A line below contains "Inside each <instance>, the", and a later one contains "box: [264, 551, 300, 630]". Repeat both, with every line between them, exactly.

___ Data provided ___

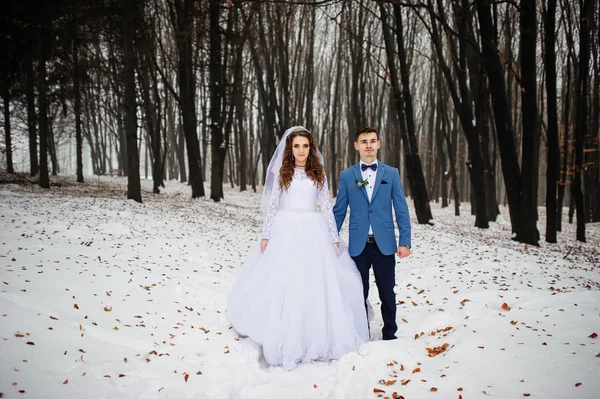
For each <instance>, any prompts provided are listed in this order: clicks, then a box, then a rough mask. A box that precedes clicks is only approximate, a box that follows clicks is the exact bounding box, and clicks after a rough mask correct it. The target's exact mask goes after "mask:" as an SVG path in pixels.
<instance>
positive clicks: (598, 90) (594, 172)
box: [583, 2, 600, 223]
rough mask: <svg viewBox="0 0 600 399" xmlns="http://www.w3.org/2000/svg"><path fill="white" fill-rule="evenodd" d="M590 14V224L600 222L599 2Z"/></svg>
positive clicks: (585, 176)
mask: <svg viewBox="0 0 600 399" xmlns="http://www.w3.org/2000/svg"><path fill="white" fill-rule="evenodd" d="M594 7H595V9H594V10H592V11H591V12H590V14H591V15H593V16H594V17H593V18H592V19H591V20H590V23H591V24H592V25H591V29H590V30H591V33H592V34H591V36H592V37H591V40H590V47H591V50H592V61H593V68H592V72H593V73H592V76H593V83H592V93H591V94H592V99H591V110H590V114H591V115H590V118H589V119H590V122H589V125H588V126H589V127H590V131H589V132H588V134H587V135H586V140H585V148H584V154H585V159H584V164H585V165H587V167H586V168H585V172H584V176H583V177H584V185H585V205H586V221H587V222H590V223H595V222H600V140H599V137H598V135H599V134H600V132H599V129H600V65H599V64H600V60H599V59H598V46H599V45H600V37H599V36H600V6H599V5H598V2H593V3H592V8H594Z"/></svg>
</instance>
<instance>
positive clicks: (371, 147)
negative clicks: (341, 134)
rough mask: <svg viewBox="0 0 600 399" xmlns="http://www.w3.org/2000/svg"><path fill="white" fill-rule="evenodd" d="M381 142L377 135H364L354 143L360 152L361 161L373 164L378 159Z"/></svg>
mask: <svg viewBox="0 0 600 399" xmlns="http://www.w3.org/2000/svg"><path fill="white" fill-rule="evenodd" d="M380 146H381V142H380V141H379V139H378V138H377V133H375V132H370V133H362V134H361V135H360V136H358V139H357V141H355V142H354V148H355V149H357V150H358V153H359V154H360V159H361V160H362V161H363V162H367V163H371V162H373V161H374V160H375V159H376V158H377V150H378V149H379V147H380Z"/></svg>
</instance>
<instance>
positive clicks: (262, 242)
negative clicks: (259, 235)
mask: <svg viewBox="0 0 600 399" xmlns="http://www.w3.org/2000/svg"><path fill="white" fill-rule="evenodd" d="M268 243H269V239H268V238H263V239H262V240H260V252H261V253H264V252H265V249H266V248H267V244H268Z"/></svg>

___
___ Data provided ___

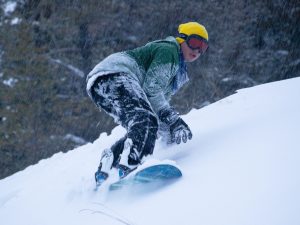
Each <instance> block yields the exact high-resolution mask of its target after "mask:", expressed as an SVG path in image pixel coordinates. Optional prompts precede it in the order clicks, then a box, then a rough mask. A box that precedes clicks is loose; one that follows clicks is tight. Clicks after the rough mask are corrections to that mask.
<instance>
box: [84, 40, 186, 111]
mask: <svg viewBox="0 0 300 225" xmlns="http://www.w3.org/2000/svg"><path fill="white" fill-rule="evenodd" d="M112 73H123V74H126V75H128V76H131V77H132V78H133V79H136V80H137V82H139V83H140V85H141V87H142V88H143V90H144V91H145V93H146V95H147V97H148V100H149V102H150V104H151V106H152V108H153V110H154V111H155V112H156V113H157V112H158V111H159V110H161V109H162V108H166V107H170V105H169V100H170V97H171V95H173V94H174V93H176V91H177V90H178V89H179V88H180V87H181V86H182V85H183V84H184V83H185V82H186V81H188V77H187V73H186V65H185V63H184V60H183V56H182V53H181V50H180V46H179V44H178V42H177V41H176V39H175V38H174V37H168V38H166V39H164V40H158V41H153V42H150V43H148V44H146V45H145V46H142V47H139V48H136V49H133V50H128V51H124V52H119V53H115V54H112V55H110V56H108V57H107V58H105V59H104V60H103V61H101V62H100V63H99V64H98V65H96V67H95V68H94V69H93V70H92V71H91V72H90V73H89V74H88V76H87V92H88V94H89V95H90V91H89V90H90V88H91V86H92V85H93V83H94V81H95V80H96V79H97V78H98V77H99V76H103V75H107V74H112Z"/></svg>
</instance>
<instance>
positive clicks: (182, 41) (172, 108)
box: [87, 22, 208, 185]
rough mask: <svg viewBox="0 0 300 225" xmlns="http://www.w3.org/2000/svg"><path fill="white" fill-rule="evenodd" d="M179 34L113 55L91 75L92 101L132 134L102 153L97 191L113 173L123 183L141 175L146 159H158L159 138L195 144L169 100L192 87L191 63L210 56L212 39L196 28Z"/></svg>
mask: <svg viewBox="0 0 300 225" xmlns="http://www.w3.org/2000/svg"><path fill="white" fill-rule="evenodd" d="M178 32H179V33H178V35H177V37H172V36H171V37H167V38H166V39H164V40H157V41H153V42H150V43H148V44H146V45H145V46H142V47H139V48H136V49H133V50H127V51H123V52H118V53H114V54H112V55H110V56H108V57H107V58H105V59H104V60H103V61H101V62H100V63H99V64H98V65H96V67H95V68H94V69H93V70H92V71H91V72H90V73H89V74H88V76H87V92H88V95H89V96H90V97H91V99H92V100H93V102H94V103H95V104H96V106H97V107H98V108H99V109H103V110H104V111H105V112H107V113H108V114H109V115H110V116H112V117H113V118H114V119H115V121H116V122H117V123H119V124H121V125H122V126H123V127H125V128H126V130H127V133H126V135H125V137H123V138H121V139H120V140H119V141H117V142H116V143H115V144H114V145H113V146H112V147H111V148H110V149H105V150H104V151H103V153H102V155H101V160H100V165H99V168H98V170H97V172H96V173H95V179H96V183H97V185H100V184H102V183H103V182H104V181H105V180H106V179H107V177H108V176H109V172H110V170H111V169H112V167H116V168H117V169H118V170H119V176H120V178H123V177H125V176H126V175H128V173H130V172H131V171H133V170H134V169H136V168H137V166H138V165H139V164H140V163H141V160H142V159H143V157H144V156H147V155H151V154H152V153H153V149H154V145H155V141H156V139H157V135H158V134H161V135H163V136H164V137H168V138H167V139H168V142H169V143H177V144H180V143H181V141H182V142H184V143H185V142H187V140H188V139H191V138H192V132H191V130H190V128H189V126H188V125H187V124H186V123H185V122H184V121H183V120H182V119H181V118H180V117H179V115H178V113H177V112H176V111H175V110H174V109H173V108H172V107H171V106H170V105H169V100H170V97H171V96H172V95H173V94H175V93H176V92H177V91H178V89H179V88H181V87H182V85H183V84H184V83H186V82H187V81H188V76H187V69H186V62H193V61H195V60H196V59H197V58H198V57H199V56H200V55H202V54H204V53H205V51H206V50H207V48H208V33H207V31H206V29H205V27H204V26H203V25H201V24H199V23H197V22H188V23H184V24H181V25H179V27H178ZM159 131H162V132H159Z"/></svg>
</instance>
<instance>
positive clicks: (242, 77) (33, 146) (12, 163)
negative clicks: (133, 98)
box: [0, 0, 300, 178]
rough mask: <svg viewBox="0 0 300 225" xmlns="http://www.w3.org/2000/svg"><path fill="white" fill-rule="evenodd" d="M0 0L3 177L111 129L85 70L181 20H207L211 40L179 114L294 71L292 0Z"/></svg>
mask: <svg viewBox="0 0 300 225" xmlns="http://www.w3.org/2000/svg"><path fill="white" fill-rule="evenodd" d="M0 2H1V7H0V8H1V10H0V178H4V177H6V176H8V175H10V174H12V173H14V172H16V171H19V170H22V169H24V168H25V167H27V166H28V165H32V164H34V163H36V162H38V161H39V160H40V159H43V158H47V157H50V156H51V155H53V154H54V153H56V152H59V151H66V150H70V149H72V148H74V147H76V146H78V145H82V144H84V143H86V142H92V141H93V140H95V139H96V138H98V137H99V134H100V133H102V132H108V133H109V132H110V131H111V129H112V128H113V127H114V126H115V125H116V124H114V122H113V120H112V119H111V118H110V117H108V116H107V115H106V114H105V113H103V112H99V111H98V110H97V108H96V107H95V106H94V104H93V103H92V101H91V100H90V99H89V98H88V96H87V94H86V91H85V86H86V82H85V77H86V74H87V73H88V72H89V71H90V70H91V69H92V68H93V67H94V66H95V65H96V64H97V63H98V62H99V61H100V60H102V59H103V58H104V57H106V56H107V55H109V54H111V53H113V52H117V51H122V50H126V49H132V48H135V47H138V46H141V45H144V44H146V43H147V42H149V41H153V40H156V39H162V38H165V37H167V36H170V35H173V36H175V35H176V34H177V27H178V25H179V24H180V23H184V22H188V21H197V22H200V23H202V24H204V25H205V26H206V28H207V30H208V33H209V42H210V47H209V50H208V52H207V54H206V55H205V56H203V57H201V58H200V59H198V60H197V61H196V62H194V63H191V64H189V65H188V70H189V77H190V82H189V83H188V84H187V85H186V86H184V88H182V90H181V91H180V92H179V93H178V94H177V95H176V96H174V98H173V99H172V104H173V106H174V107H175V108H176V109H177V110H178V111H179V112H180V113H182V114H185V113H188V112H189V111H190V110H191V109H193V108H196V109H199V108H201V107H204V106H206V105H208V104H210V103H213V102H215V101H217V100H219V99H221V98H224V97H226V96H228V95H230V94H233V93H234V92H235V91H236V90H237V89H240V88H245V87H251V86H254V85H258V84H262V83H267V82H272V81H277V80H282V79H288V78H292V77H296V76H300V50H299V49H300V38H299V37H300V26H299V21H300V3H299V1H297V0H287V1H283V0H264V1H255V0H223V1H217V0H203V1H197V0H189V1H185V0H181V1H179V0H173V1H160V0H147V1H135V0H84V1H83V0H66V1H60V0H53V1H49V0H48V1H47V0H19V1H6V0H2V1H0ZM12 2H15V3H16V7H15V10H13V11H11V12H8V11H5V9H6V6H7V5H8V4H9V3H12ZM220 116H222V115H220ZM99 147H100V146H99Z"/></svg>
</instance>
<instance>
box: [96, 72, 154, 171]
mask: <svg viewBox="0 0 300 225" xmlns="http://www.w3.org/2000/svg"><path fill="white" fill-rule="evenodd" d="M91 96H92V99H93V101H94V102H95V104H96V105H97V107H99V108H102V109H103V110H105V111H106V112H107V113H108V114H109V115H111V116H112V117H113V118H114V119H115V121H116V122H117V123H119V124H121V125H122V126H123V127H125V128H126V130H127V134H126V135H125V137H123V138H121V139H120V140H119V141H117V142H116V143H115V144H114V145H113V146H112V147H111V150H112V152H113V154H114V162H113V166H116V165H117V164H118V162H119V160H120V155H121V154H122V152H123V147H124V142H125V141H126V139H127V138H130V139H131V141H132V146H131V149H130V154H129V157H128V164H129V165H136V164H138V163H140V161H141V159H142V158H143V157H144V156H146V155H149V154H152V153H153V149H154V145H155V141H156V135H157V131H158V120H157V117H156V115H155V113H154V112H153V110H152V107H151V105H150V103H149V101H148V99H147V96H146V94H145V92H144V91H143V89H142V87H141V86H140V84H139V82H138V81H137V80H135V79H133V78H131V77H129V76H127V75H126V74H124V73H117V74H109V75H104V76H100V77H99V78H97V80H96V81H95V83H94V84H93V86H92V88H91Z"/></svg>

___
___ Data provided ___

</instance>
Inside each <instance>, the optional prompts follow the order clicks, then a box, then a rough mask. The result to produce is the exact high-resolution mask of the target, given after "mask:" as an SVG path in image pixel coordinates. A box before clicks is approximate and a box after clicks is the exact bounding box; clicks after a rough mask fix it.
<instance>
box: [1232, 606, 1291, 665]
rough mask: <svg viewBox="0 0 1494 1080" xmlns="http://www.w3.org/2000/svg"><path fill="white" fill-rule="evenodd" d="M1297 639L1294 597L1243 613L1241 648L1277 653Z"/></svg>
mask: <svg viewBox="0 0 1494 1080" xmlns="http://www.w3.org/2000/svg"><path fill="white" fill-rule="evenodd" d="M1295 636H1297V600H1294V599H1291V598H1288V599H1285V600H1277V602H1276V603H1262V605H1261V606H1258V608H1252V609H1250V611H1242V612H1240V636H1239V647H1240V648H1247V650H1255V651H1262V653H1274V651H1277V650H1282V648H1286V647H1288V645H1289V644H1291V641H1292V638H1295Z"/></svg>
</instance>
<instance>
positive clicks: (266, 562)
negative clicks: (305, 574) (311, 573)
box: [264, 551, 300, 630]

___

**Answer section:**
Inside each <instance>, the optional prompts follow the order clicks, then a box, then a rough mask. The result to produce is the exact high-resolution mask of the target, given after "mask:" as an SVG path in image pixel coordinates. A box before clicks is approximate and a box after clicks is the exact bounding box; clicks after a rough mask fix it.
<instance>
box: [1232, 606, 1291, 665]
rough mask: <svg viewBox="0 0 1494 1080" xmlns="http://www.w3.org/2000/svg"><path fill="white" fill-rule="evenodd" d="M1297 639L1294 597L1243 613L1241 648L1277 653Z"/></svg>
mask: <svg viewBox="0 0 1494 1080" xmlns="http://www.w3.org/2000/svg"><path fill="white" fill-rule="evenodd" d="M1295 636H1297V600H1294V599H1291V598H1288V599H1285V600H1277V602H1276V603H1262V605H1261V606H1258V608H1252V609H1250V611H1242V612H1240V636H1239V647H1240V648H1247V650H1255V651H1262V653H1274V651H1277V650H1282V648H1286V647H1288V645H1289V644H1291V641H1292V638H1295Z"/></svg>
</instance>
<instance>
positive clicks: (266, 562)
negative clicks: (305, 574) (311, 573)
box: [264, 551, 300, 630]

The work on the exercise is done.